Rewrite all of the entries below, changing "instance" to "occurrence" each time it appears. Keep everything else the same.

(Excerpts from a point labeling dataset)
----------------
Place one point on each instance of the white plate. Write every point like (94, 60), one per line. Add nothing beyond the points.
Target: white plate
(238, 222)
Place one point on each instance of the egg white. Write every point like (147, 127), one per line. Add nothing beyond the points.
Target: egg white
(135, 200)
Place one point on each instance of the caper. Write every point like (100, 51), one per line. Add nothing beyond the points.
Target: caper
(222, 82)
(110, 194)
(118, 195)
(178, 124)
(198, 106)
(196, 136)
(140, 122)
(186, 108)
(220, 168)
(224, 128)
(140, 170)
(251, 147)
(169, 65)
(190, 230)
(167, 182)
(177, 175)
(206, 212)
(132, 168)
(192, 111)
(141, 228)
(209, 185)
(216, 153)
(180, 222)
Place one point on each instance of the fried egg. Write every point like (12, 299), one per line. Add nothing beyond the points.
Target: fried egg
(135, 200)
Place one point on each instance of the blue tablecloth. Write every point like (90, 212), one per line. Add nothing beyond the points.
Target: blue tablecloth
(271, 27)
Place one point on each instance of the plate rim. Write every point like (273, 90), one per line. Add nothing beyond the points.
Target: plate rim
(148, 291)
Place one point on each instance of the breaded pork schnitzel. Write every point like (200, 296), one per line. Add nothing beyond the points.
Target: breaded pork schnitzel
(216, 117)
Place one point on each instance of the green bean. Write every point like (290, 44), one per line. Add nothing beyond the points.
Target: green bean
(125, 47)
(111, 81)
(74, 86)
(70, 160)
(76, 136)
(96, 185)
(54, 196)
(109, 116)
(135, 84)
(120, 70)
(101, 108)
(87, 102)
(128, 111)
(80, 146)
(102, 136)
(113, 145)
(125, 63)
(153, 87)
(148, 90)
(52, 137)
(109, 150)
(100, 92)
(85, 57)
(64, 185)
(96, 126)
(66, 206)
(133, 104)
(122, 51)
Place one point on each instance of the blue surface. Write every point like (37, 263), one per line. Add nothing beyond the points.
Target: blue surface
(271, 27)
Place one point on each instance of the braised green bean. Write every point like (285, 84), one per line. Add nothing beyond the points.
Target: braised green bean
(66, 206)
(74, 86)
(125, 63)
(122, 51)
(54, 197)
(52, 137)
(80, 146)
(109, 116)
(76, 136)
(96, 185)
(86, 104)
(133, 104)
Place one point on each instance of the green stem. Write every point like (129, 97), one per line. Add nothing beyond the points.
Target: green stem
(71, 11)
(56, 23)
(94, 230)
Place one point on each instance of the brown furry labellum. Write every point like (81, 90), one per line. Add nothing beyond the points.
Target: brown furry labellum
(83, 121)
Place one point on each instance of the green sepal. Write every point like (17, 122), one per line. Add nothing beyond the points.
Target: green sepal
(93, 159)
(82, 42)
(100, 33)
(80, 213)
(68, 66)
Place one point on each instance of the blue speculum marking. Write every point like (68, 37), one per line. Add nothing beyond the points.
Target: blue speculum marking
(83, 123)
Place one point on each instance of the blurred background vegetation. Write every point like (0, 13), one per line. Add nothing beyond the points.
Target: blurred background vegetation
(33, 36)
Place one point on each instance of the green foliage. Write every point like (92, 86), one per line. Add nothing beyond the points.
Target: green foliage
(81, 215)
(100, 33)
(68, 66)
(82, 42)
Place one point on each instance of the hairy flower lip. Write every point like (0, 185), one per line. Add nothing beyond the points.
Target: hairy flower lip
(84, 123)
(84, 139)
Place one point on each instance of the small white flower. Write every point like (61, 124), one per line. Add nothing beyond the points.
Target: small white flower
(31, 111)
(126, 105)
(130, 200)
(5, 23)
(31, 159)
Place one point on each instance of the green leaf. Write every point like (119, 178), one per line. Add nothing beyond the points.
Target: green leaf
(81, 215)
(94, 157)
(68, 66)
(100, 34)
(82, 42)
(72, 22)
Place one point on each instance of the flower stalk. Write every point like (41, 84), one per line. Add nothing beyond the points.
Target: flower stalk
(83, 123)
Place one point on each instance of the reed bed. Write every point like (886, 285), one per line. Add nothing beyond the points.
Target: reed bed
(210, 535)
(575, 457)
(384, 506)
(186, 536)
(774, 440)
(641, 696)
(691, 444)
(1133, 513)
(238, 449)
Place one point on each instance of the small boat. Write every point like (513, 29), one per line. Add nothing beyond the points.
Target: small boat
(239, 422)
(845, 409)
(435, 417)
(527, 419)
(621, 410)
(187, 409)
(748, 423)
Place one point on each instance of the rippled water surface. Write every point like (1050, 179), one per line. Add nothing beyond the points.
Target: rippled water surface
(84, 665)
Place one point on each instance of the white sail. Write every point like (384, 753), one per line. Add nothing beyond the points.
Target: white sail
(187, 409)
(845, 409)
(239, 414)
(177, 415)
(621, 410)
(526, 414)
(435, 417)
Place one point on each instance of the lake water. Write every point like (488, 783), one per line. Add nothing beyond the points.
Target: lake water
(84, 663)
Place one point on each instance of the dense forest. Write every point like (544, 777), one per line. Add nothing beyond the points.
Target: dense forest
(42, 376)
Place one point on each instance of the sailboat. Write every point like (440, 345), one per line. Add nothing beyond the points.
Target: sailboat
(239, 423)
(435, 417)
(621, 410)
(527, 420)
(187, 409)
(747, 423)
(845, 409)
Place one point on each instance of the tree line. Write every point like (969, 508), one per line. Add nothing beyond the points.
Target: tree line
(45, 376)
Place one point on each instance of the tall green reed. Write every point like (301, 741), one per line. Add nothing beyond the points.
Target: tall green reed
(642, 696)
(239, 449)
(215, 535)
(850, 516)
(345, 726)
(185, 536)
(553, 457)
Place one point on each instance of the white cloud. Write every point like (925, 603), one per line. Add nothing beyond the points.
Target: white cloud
----------------
_Solution to this task_:
Place one point on each occurrence of the white plate. Write every point like (94, 60), one per line. Add nothing beyond the points.
Target: white plate
(238, 222)
Place one point on each occurrence of the egg white. Write every point like (147, 127), one per line. Add nothing beyond the points.
Target: egg white
(135, 200)
Place one point on each occurrence of the caper. Write every point like (100, 51), one per line. Add nothing beyond the points.
Target: caper
(222, 82)
(110, 194)
(118, 195)
(178, 124)
(198, 106)
(196, 136)
(140, 122)
(186, 108)
(220, 168)
(224, 128)
(140, 170)
(251, 147)
(169, 65)
(190, 230)
(167, 182)
(177, 175)
(206, 212)
(132, 168)
(192, 111)
(141, 228)
(209, 185)
(216, 153)
(180, 222)
Place one point on each occurrence of the fried egg. Write every point like (12, 299), one per line. Add nothing beyond the points.
Target: fried egg
(135, 200)
Place one point on each occurrence of the blue tablecloth. Write every point like (90, 212), one per line. Add nothing beyond the points.
Target: blue tablecloth
(271, 27)
Place one point on each occurrence of the plate rim. Write every point like (273, 90), one per line. Add nothing beyond the points.
Target: plate rim
(148, 291)
Place one point on each occurrence of the breaded pork schnitzel. Write every point like (200, 296), one per line. Add nothing beyond the points.
Target: breaded pork schnitzel
(216, 117)
Place one point on each occurrence of the green bean. Write every point like (290, 44), one per line. Add nothing beyond the points.
Target: green bean
(125, 47)
(111, 81)
(74, 86)
(70, 160)
(76, 136)
(96, 185)
(54, 196)
(109, 116)
(135, 84)
(120, 70)
(101, 108)
(87, 102)
(128, 111)
(80, 146)
(102, 136)
(113, 145)
(125, 63)
(153, 87)
(148, 90)
(52, 137)
(109, 150)
(100, 92)
(85, 57)
(64, 185)
(96, 126)
(66, 206)
(133, 104)
(122, 51)
Place one point on each occurrence of the blue surface. Write every point like (37, 263), one per line. Add nothing beyond the points.
Target: blue surface
(271, 27)
Place one point on each occurrence of the braised green bean. Write every point like (285, 84), one per line. Add nothing beyond the points.
Target: braised green bean
(66, 206)
(74, 86)
(125, 63)
(122, 51)
(54, 197)
(52, 137)
(80, 146)
(109, 116)
(76, 136)
(96, 185)
(86, 104)
(133, 104)
Place one point on each occurrence of the green stem. Write every point like (129, 97), one per line. Add nothing beyond the points.
Target: green stem
(71, 11)
(56, 23)
(94, 230)
Place one point on each occurrence of the brown furry labellum. Write every point like (81, 90), one per line. Add nothing beyond the points.
Target: brown furry labellum
(83, 121)
Place one point on each occurrence of the green sepal. Write every point like (17, 122), one per line. Add nothing beyond the points.
Target: green sepal
(93, 159)
(82, 42)
(100, 33)
(80, 213)
(68, 66)
Place one point on each occurrence of the blue speculum marking. Write every point like (68, 37), one per line. Add nothing beyond the points.
Target: blue speculum marking
(83, 123)
Place one point on each occurrence of the blurred background vegetation. Write every point like (0, 13), one per line. Add nothing beyond the points.
Target: blurred background vegetation
(33, 36)
Place one point on each occurrence of the green foliage. Write every point like (92, 86), one per line. Add nothing beyond the points.
Target: green foliage
(81, 215)
(100, 33)
(68, 66)
(82, 42)
Place one point on each occurrence of the hairy flower lip. Write every point like (0, 185), one per line. Add nothing beyond the points.
Target: hairy flower lip
(84, 123)
(84, 139)
Place one point on each occurrence of the small white flower. Write every point like (61, 124), one per line. Add nothing beyond the points.
Target: small white flower
(31, 111)
(126, 105)
(130, 200)
(5, 23)
(31, 159)
Place one point on each occurrence of the green leaf. Write every point like (119, 178), one per line. Add nothing beyond the points.
Target: green leaf
(81, 215)
(94, 157)
(68, 66)
(100, 34)
(82, 42)
(72, 22)
Place one point on each occurrence of the flower stalk. Write every point like (41, 84), one per line. Add nothing beyond the points.
Target: flower stalk
(83, 123)
Place one point on each occurrence of the reed bed. Write every point like (886, 285), one per line. Add nothing beyond the points.
Target: reed bed
(210, 535)
(575, 457)
(384, 506)
(186, 536)
(774, 440)
(641, 696)
(691, 444)
(1133, 513)
(238, 449)
Place one point on each occurrence of the small boat. Write every point like (513, 29), one per line. Add nothing beyond the points.
Target: small boat
(239, 422)
(845, 409)
(435, 417)
(527, 419)
(621, 410)
(187, 409)
(748, 423)
Place one point on each occurrence of the rippled water surface. Write every point like (1050, 179), one per line. Add nothing beyond the points.
Target: rippled water surface
(84, 665)
Place one point on each occurrence of the white sail. Write every point like (384, 753), one per line. Add nothing beyond the points.
Target: white sail
(187, 409)
(845, 409)
(239, 414)
(177, 415)
(621, 410)
(526, 414)
(435, 417)
Place one point on each occurrence of the lake water. Write every point like (488, 783), one per line. Add nothing beyond the points.
Target: lake water
(84, 663)
Place one point on each occurrence of the dense forest. Write every point like (544, 777), one per line. Add nothing beyond the points.
Target: dense forest
(42, 376)
Place one point on each occurrence of the sailboat. Write every point like (440, 345), one per line. Add nothing beyond the points.
Target: sailboat
(239, 423)
(435, 417)
(621, 410)
(527, 420)
(187, 409)
(747, 423)
(845, 409)
Place one point on each occurrence of the tree line. Write every point like (969, 508), one per line. Add nothing beyond the points.
Target: tree line
(45, 376)
Place one point on each occurrence of the tall green reed. Write every point like (301, 741), one per line. Add nothing beyond the points.
Target: tall green reed
(642, 696)
(239, 449)
(215, 535)
(850, 516)
(345, 726)
(185, 536)
(553, 457)
Place one point on each occurrence of the white cloud. Write every point like (925, 603), one per line. Add nothing beyond the points.
Target: white cloud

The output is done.